→ **Record extracts**
● ● ●

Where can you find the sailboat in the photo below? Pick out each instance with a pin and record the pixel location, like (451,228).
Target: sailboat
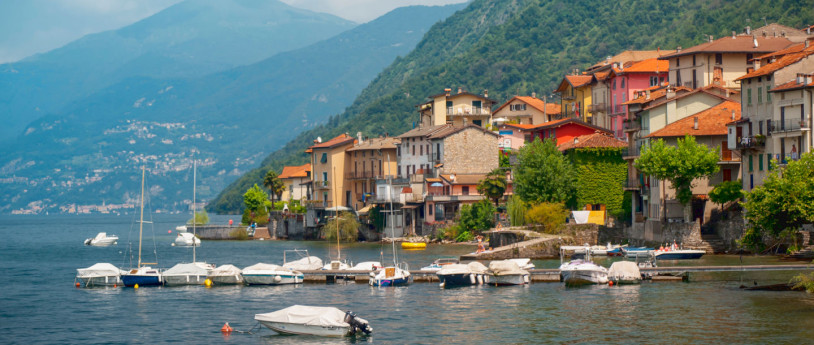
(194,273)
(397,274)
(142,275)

● ● ●

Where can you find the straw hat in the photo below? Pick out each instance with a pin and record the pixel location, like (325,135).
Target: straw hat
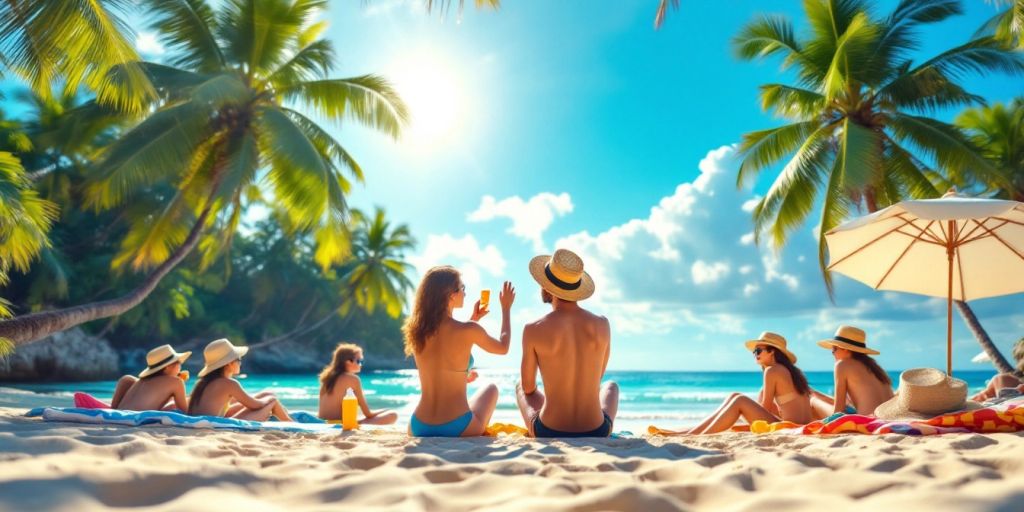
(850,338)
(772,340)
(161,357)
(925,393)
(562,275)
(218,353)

● ● ●

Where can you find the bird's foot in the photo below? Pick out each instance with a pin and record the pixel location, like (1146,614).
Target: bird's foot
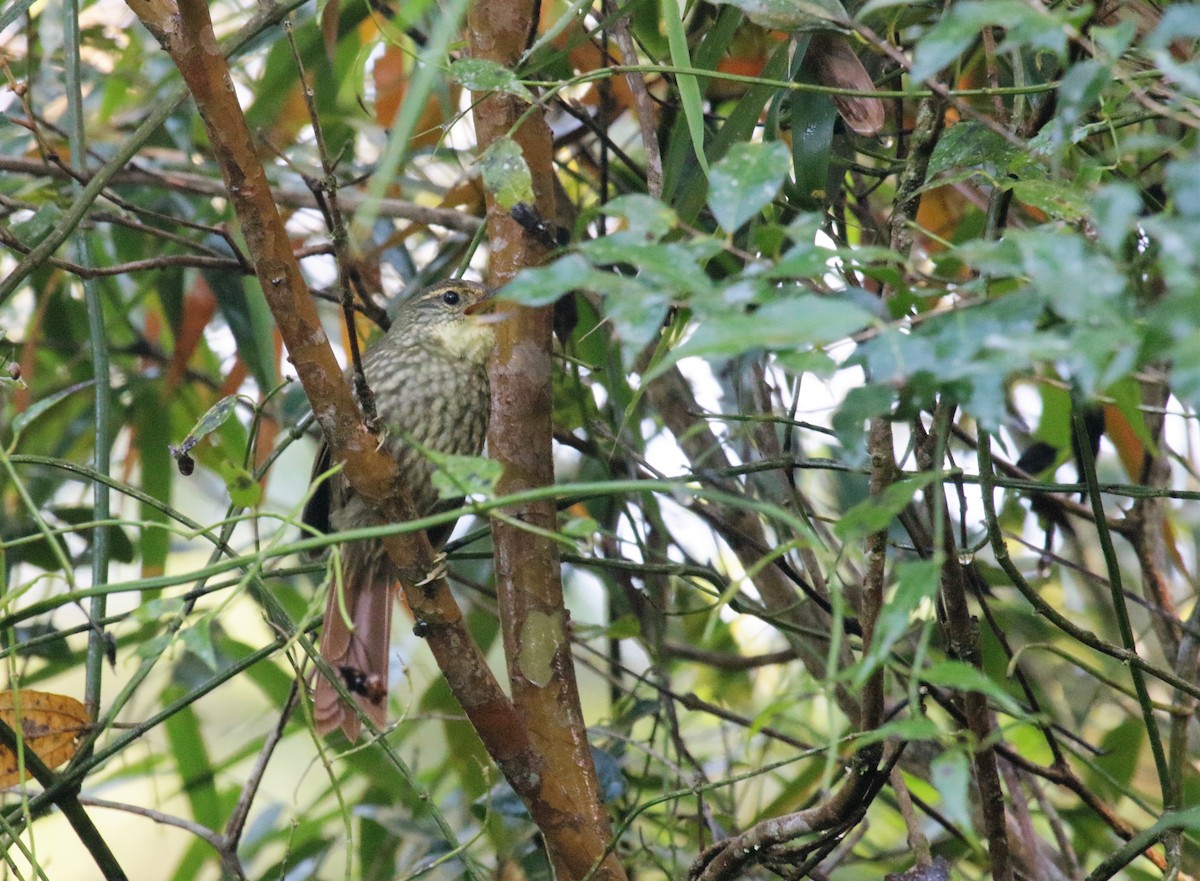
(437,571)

● ● ●

→ **Your task**
Please show the lines of the material that contain the string "find".

→ **Task response**
Where can you find the sailboat in the photo below? Pick out each instance with a pin and record the pixel location, like (451,228).
Where can you find the straw hat in the photo below? Pick out each instance with a pin and record the pixel location, like (325,135).
Where can you find the bird's foot in the photo below? Pick out each instance with a pin and record the pixel location, like (1146,614).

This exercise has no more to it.